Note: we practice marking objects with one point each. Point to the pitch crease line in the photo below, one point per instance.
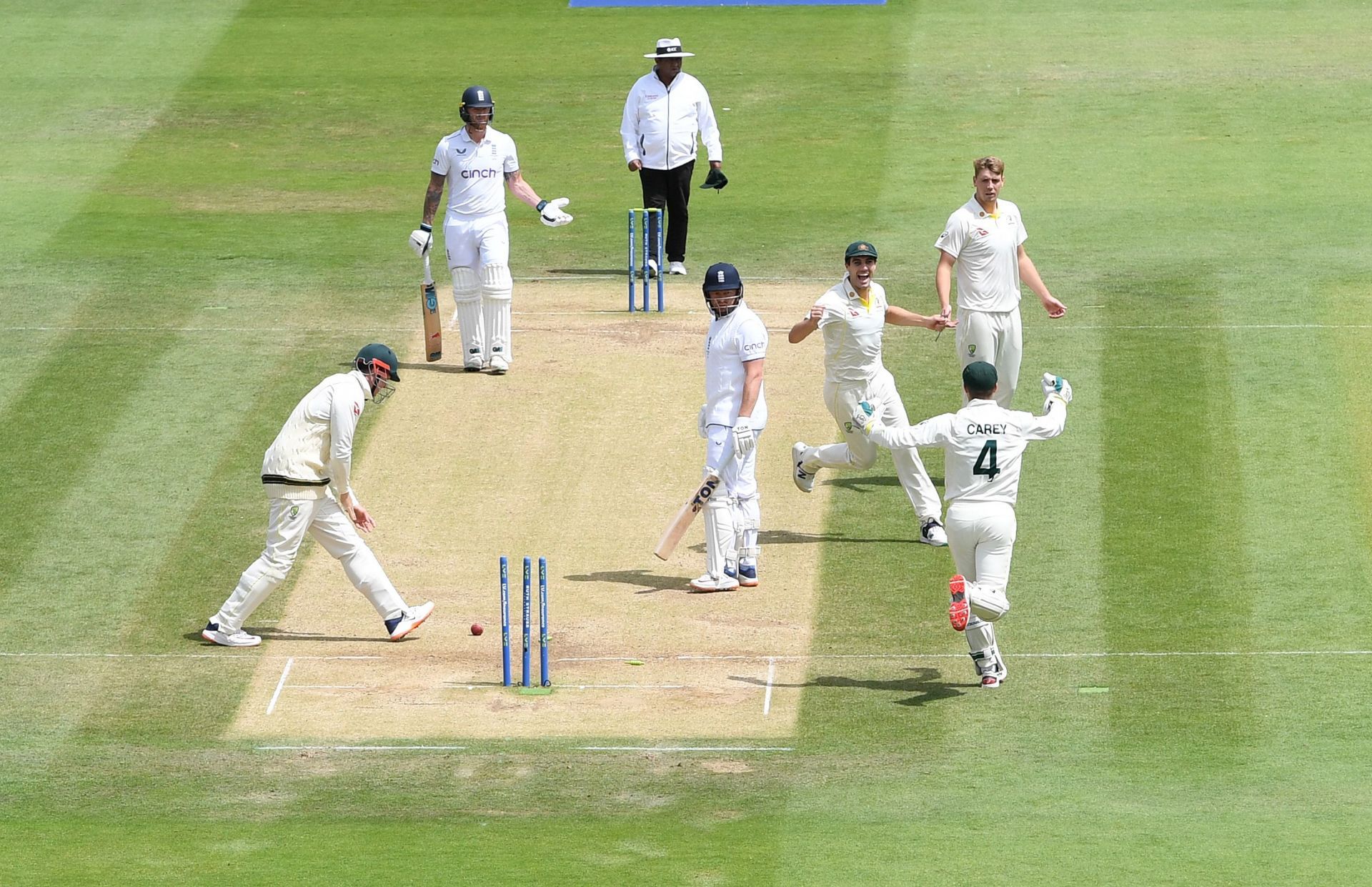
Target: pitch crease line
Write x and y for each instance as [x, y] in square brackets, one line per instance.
[280, 684]
[772, 676]
[685, 748]
[360, 748]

▶ Exercise objective: Copy out all lines above holding "crease".

▶ Answer to this task:
Note: we practice marking objects with one point each. Point to the pitch crease line in the photo below, one point per instance.
Target: pitch crease line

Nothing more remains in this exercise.